[WRITTEN REQUEST]: Retype the records word for word, from the line containing "Mark a dot on every instance of the front" up to and including the last line of the records.

○ ○ ○ ○ ○

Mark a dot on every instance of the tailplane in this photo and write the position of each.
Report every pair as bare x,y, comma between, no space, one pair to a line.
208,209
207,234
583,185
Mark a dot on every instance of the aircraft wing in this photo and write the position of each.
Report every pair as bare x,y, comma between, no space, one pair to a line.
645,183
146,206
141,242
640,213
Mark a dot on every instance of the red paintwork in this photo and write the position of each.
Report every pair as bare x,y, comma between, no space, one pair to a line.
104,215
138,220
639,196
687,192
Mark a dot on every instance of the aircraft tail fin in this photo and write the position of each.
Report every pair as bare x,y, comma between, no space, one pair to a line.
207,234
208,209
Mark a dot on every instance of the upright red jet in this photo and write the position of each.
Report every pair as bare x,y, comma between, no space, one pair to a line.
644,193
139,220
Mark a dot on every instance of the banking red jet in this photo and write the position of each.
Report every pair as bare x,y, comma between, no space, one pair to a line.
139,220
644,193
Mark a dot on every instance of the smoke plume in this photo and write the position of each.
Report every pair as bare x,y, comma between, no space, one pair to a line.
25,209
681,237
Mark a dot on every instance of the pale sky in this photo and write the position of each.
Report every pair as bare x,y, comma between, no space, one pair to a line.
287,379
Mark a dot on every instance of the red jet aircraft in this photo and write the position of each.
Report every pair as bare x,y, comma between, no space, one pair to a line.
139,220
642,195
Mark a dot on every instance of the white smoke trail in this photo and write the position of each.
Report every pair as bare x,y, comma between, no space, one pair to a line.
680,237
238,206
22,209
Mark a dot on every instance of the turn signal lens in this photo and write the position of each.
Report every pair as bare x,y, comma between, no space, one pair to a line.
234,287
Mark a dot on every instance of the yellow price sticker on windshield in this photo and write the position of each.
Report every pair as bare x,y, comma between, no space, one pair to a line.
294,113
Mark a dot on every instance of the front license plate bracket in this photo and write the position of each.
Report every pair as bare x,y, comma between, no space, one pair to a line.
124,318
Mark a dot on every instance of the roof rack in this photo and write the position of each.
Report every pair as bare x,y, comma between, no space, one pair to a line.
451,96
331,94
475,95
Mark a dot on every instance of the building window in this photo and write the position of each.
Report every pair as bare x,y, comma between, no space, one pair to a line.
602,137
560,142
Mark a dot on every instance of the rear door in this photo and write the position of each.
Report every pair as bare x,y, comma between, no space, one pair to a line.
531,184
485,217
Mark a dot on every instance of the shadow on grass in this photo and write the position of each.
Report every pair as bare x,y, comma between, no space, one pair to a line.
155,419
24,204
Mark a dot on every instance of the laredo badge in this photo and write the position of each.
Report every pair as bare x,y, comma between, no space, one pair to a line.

○ ○ ○ ○ ○

[EXERCISE RESPONSE]:
Mark a dot on every instance of the front license plate bracket in this photo and write the position of each.
Report every pair as bare x,y, comma between, no space, one pair to a line.
124,318
Mark a dot on every instance of the roof rack in this photo and write the position of each.
Report every pair as bare x,y, comma between, no space, one pair to a line.
451,96
331,94
475,95
Mark a dot on every instance of the building window in this photo and write the position of each.
Report every pair as bare x,y, comma between, no space, one pair to a line.
602,137
560,142
Mark a dot on every instance of the rear door in this photo and write the position of each.
Report every pair as bare x,y, comma between, no space, one pair to a line.
531,184
485,217
Mark a dot on every instance of the shadow on grass in this photo and write the position of each.
Report every pair as bare x,y, comma between, no space, one pair to a line.
155,419
24,204
Mark a dot on every instance of the laredo badge in this photo and write the position of each.
Report every pair as bare x,y, comma between, no space, one pair to a line.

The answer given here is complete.